* Work to complete *
Please copy each line in the records below that contains the string "hillside".

* Given data *
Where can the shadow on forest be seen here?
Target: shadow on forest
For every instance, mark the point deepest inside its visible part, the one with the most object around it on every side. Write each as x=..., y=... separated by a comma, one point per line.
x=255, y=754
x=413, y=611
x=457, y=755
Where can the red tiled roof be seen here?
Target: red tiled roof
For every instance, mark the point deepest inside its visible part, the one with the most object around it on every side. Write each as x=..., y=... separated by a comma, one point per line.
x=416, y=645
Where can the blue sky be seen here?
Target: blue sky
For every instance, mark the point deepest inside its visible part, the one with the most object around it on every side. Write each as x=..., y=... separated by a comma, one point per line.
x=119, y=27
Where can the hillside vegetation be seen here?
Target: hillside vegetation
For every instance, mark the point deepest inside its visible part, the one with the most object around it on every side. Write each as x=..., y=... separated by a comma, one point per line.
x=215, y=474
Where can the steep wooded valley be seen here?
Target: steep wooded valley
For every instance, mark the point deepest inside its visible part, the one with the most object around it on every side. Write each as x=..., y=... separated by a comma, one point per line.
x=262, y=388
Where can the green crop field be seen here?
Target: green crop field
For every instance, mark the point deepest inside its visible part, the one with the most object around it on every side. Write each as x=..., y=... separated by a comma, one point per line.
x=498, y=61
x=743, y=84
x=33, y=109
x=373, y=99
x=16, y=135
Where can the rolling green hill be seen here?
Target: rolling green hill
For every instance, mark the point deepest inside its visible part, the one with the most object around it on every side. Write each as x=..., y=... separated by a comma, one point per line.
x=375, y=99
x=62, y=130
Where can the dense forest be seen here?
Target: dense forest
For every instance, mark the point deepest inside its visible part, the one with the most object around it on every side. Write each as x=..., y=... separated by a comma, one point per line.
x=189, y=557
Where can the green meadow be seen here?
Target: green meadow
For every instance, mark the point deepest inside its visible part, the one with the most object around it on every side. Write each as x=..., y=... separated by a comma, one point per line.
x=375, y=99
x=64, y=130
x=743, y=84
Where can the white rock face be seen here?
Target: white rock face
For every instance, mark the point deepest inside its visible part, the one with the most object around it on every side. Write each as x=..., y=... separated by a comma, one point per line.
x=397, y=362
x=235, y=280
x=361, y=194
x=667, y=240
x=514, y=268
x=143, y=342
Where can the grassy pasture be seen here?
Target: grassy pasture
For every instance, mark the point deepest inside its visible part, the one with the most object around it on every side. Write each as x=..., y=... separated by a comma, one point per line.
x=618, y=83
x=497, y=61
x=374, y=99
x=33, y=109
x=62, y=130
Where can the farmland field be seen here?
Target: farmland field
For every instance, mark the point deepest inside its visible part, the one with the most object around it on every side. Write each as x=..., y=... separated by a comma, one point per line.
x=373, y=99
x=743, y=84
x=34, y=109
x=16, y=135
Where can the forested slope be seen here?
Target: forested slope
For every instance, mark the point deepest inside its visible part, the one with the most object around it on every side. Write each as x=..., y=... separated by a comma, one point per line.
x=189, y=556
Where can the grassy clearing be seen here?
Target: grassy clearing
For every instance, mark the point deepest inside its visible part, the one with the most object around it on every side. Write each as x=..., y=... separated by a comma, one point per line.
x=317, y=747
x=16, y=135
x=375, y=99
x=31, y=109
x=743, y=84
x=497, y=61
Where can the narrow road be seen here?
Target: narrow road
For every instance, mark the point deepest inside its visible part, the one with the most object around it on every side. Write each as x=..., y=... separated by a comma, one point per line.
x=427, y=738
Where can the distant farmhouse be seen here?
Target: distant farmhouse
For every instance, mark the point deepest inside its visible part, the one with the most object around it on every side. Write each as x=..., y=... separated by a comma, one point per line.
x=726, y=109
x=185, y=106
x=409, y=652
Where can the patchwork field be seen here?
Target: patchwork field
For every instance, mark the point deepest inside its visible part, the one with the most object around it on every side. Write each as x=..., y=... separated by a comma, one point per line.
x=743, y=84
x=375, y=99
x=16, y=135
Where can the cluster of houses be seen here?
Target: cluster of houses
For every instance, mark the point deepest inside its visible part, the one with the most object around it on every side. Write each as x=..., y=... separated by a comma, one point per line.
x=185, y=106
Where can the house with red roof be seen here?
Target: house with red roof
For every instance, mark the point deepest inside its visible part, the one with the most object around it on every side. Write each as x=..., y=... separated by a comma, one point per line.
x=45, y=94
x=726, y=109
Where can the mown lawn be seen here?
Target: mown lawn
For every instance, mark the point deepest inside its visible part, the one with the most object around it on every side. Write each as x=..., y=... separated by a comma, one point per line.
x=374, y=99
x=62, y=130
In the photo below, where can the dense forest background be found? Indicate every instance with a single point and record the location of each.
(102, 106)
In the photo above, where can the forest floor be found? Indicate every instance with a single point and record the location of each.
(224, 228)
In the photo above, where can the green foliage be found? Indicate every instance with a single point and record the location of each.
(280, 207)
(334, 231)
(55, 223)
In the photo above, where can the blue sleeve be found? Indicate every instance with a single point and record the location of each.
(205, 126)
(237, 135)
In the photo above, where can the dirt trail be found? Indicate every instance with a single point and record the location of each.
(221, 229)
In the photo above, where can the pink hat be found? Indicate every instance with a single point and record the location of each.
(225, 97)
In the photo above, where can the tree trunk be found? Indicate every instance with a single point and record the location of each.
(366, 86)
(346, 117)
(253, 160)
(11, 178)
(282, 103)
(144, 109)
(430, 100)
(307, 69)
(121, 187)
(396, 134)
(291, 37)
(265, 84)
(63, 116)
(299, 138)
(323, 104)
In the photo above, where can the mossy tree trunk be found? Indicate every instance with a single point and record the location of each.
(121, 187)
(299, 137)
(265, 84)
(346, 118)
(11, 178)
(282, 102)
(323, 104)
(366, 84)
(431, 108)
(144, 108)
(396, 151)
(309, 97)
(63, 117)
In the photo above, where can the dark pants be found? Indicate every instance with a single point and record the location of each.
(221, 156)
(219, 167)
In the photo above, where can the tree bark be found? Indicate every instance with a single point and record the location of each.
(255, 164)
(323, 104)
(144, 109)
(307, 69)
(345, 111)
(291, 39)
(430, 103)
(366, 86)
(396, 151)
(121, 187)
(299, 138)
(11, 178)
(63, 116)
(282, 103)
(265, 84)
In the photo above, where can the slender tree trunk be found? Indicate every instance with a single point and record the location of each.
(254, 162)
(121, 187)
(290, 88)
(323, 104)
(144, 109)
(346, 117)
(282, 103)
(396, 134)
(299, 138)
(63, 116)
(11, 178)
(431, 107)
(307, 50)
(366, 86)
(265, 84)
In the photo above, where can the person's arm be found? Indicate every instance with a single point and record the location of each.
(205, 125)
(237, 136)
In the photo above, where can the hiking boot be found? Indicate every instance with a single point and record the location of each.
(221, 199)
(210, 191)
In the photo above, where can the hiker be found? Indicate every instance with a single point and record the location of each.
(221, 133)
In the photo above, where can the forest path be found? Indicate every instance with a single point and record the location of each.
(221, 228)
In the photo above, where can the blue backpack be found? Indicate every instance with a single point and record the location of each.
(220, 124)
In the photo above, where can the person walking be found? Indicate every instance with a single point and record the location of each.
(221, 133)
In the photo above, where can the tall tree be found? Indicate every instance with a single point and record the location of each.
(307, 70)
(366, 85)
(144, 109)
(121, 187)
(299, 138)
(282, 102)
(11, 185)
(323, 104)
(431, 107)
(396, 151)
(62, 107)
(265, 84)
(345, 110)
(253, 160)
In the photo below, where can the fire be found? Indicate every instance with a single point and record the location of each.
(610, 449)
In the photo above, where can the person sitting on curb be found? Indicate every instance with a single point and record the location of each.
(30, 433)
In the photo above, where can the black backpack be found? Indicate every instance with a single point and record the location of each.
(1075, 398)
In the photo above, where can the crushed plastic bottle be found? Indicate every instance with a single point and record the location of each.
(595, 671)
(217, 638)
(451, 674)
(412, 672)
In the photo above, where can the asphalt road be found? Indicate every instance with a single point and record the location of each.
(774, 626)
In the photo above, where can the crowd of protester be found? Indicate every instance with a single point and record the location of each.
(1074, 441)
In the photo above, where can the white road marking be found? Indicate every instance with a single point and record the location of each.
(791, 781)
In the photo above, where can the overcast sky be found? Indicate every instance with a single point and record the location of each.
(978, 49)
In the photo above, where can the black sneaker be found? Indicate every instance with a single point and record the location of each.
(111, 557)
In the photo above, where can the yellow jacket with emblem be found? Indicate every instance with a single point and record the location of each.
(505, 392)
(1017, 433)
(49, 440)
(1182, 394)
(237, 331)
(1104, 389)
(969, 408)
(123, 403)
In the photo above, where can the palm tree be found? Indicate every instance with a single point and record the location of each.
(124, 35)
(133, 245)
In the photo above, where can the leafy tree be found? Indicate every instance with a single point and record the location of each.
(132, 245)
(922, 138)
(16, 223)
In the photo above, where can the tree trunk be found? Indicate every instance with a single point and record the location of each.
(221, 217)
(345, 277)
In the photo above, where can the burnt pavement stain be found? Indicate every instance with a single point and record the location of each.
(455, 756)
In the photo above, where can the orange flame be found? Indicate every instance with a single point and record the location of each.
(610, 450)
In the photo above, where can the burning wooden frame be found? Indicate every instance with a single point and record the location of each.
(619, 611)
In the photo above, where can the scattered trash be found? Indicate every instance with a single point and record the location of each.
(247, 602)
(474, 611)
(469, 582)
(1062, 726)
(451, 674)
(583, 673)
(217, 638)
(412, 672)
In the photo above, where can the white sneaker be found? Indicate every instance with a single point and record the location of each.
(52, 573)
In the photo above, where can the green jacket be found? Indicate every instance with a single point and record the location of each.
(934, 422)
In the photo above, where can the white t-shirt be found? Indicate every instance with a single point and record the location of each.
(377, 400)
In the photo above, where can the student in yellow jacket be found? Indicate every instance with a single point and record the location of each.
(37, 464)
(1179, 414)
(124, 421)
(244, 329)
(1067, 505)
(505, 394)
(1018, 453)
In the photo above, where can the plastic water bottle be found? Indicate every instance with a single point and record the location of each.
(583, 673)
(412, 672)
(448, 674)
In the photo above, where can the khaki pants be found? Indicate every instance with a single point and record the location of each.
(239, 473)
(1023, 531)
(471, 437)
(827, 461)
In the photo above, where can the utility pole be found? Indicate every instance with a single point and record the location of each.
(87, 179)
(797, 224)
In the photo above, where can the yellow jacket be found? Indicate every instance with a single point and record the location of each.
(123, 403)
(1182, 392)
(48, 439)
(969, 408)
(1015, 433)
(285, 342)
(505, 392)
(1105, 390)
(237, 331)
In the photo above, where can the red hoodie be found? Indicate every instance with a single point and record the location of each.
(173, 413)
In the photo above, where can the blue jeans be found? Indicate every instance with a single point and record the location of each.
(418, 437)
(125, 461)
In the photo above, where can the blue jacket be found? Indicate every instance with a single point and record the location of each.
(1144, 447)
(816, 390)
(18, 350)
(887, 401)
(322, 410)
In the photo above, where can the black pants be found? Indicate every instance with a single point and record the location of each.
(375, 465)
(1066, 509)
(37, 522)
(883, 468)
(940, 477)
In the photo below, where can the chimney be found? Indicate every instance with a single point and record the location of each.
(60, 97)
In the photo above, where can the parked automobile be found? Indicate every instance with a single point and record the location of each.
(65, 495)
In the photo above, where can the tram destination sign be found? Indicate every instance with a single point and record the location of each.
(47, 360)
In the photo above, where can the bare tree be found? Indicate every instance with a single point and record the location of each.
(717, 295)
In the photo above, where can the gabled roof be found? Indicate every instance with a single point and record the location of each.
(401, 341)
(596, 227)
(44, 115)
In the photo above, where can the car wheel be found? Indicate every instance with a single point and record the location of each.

* Result *
Where can the hillside vegetation be seen here?
Target: hillside vegetation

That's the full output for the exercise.